EXERCISE: When you reach the line containing "shape point(186, 31)" in the records below, start copying exactly, and stop once you have copied the line containing "shape point(109, 147)".

┏━━

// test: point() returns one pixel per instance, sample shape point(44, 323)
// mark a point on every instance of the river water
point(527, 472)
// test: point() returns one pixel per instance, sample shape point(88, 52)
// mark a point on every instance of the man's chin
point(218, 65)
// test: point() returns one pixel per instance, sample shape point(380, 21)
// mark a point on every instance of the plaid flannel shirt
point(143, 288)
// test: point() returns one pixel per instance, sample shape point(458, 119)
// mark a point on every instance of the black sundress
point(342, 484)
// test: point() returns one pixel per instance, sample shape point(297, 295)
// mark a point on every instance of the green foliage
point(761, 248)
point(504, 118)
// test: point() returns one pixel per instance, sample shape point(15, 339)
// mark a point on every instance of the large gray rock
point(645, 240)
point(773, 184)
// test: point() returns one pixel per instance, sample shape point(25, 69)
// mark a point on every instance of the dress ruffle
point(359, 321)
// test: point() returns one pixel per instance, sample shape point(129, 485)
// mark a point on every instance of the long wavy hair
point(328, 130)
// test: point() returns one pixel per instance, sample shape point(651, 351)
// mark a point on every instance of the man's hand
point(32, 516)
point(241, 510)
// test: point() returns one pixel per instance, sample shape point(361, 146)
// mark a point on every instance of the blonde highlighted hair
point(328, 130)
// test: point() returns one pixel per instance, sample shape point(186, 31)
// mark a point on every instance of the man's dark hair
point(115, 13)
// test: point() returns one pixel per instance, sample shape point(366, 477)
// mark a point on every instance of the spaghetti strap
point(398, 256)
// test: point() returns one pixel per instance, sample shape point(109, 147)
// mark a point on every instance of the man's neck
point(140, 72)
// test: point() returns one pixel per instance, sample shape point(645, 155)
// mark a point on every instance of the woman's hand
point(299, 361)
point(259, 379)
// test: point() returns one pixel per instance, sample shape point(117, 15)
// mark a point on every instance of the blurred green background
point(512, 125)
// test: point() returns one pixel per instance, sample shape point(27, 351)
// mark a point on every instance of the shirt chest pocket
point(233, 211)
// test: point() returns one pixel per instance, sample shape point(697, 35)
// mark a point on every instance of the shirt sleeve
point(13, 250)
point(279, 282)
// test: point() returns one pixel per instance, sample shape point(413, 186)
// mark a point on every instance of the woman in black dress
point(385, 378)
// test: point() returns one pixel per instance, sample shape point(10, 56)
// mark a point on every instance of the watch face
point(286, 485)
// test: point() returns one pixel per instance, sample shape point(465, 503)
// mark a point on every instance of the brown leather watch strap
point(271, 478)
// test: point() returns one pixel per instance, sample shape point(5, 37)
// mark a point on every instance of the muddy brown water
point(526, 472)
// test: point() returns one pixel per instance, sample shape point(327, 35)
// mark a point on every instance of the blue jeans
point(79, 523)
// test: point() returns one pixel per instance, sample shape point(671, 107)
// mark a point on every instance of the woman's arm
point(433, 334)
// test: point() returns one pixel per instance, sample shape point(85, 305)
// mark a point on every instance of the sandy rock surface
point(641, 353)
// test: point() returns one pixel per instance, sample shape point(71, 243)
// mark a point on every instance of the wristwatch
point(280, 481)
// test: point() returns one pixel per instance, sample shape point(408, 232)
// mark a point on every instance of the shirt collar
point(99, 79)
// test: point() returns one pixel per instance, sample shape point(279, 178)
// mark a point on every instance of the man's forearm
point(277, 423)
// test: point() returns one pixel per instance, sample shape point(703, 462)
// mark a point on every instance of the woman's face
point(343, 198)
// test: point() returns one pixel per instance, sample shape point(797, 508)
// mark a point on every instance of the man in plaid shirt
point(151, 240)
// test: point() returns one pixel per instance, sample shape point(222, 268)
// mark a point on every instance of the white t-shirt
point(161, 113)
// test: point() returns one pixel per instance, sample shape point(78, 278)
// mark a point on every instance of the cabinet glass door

┗━━

COMPLETED EXERCISE:
// test: point() returns one pixel per instance, sample shape point(186, 31)
// mark a point on every instance of the man's dark hair
point(115, 13)
// test: point() returns one pixel per instance, sample shape point(366, 477)
// mark a point on every instance of the spaghetti strap
point(398, 256)
// test: point() returns one pixel per instance, sample shape point(109, 147)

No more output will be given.